• GIVEN EXERCISE: Write out the listing again, replacing every "keypoint" with "target point" and leaving everything else unchanged.

• RECORD EXTRACTS:
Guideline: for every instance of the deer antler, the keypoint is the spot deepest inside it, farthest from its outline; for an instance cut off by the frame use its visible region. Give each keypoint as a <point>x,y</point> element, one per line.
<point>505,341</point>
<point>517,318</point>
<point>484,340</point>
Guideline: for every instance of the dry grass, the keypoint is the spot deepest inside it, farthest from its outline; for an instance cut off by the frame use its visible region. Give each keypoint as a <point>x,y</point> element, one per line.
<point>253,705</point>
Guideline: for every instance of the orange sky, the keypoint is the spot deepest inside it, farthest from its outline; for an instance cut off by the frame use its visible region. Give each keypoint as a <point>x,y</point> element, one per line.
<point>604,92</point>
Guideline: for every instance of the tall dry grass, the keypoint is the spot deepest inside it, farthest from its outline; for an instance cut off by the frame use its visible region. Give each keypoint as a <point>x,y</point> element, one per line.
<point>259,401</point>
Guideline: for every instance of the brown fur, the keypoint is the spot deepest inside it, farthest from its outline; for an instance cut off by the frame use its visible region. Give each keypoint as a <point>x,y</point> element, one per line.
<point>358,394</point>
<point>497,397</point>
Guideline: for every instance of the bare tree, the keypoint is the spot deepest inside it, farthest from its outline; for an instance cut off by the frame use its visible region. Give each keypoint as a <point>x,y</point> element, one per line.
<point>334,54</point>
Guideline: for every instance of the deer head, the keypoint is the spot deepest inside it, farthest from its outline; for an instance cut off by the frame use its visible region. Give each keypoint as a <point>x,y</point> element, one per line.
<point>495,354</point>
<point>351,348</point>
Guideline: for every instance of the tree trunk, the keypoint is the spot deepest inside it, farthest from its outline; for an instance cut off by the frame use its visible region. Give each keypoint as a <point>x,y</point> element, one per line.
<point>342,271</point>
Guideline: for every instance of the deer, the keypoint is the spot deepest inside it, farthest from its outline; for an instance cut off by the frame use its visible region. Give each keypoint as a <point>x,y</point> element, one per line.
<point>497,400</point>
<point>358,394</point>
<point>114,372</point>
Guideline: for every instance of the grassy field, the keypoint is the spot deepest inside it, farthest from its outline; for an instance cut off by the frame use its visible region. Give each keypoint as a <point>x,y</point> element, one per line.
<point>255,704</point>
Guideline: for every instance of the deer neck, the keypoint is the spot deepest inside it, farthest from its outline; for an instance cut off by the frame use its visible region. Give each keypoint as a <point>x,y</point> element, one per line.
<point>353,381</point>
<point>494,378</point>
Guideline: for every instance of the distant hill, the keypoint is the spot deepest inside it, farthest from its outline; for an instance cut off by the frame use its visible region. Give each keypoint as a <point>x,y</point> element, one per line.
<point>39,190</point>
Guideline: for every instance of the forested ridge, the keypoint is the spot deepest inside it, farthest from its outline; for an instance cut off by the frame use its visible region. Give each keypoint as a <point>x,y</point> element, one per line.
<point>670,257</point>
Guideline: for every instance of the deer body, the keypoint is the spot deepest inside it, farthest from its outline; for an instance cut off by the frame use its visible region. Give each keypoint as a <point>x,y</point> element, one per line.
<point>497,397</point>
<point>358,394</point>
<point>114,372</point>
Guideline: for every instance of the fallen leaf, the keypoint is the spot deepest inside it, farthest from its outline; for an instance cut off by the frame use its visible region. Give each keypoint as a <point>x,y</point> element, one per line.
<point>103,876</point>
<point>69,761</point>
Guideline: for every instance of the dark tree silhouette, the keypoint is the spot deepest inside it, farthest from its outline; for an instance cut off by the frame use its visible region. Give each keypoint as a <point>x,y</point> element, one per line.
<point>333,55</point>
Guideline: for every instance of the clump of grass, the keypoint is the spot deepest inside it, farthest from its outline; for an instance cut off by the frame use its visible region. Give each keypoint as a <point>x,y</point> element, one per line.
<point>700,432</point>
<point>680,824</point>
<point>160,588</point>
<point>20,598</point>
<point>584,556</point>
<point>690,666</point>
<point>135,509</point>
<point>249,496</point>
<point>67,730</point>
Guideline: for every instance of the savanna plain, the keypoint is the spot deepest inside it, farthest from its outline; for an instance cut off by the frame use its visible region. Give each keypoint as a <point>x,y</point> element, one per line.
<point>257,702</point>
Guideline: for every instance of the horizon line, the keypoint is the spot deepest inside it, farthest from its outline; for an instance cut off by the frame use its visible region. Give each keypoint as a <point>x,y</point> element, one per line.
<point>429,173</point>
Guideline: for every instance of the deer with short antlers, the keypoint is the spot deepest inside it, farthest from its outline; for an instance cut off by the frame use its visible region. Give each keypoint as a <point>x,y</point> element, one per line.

• SOLUTION TO THIS EXERCISE:
Guideline: for every instance of the deer antler, the target point is the spot deepest inside it, farthest from its outline; for an instance cut off by the frame use its visible region. Give each target point as a <point>x,y</point> element, one per line.
<point>505,341</point>
<point>517,318</point>
<point>484,340</point>
Guideline: for every instance of the dry grass, the target point is the spot deepest inside it, farthest from its outline; for an instance cut off by the frame use its visible region. Give each target point as a <point>x,y</point> element, one per line.
<point>253,705</point>
Guideline: for every instance of the orange sky, the target point is the spot deepest inside it, farthest from its outline; for an instance cut off by the frame use its visible region. Give each target point as a <point>x,y</point> element, one per line.
<point>604,92</point>
Guideline: for every instance of the tall dry grass, the target point is the spot deepest inside it, farthest from its outline; for an instance cut off by the frame use its visible region. Give each target point as a <point>x,y</point> element, one per line.
<point>259,401</point>
Guideline: for every instance of the brown fur, the target point is the spot deepest inside it, farthest from its outline; for an instance cut off by the frame use its visible region. Give each target point as a <point>x,y</point> element, one per line.
<point>358,394</point>
<point>497,397</point>
Guideline: for every instance of the bare tree, the target point is the spot deepest inside it, farthest from its outline; for an instance cut off by the frame use its visible region. Give each target point as a <point>x,y</point> element, one per line.
<point>334,54</point>
Guideline: for every instance of the deer head, the target point is the spot deepest inside it, farthest from its outline; for an instance cut off by the frame use its visible region. Give each target point as a <point>x,y</point> element, one per line.
<point>495,354</point>
<point>351,348</point>
Guideline: for every instance of the tree trunk, the target point is the spot deepest inside it, farthest from its outline; for an instance cut off by the frame use its visible region. Give each target point as a <point>x,y</point> element, one per line.
<point>342,271</point>
Guideline: for every instance of the deer, the target point is the spot deepest inside it, farthest from its outline; for an instance cut off by the frame use its visible region. Give each target point as a <point>x,y</point> element, one per line.
<point>497,400</point>
<point>358,394</point>
<point>114,372</point>
Guideline: for every instance of the grassy field, the target point is the spot deepest inside it, farthest from its outline; for an instance cut off by the frame use its visible region. Give each target point as a <point>x,y</point> element, one per line.
<point>255,704</point>
Guideline: for every instance of the deer neck, the target point is the spot deepest inside it, farthest from its outline; for an instance cut off by the frame use its visible region. Give each target point as a <point>x,y</point> element, one per line.
<point>353,381</point>
<point>494,378</point>
Guideline: for every instance of the distant hill, the target point is the spot deepest inside it, farthest from its outline; for an instance cut off by the frame use its visible region. Give each target point as a <point>x,y</point> element, one per line.
<point>39,190</point>
Guideline: for every instance of the forested ridge, the target point is the spot deepest inside it, farthest from its outline; for an instance cut off by the frame use its visible region. Give each target point as a <point>x,y</point> element, one per line.
<point>670,257</point>
Guideline: for every instance of the deer body, the target point is the spot deepest inside it, farthest from its outline; for an instance cut off by the frame use its visible region. Give each target point as a <point>x,y</point> element, one per line.
<point>497,397</point>
<point>358,394</point>
<point>114,372</point>
Guideline: for every instance of the fallen leaf, the target point is the spot deepest inside it, farthest from its outline; for an instance cut off by the frame use its visible region. Give each target point as a <point>x,y</point> element, one per line.
<point>103,876</point>
<point>69,761</point>
Guideline: for every instance of the dark tree silhouette, the target point is the spot deepest inside it, farthest from its outline; for an instance cut off by the frame use its visible region. Give each target point as a <point>x,y</point> element, one per line.
<point>333,55</point>
Guideline: for every instance of the clump of grass, the target point is the spot deepest inside it, farthest from its outline; for an instance cut off by the frame use its visible region. Give each target point as a <point>x,y</point> element, one per line.
<point>700,432</point>
<point>680,824</point>
<point>160,588</point>
<point>20,598</point>
<point>584,556</point>
<point>690,666</point>
<point>135,509</point>
<point>249,496</point>
<point>67,730</point>
Guideline: for every instance of the savanna plain, the target point is the spot deepest inside it, farthest from its outline; for an instance cut off by the frame use its visible region. Give each target point as a <point>x,y</point> element, one per line.
<point>257,702</point>
Guideline: for every instance of the horizon line, the target point is the spot deepest inside it, farthest from its outline; for an instance cut off by the frame use its visible region. Give each target point as a <point>x,y</point> element, one per line.
<point>429,173</point>
Guideline: for every instance of the deer with short antlers, the target point is the spot deepest inside it, farthest from its outline; for an instance cut off by the frame use its visible region. Give each target point as a <point>x,y</point> element, one per line.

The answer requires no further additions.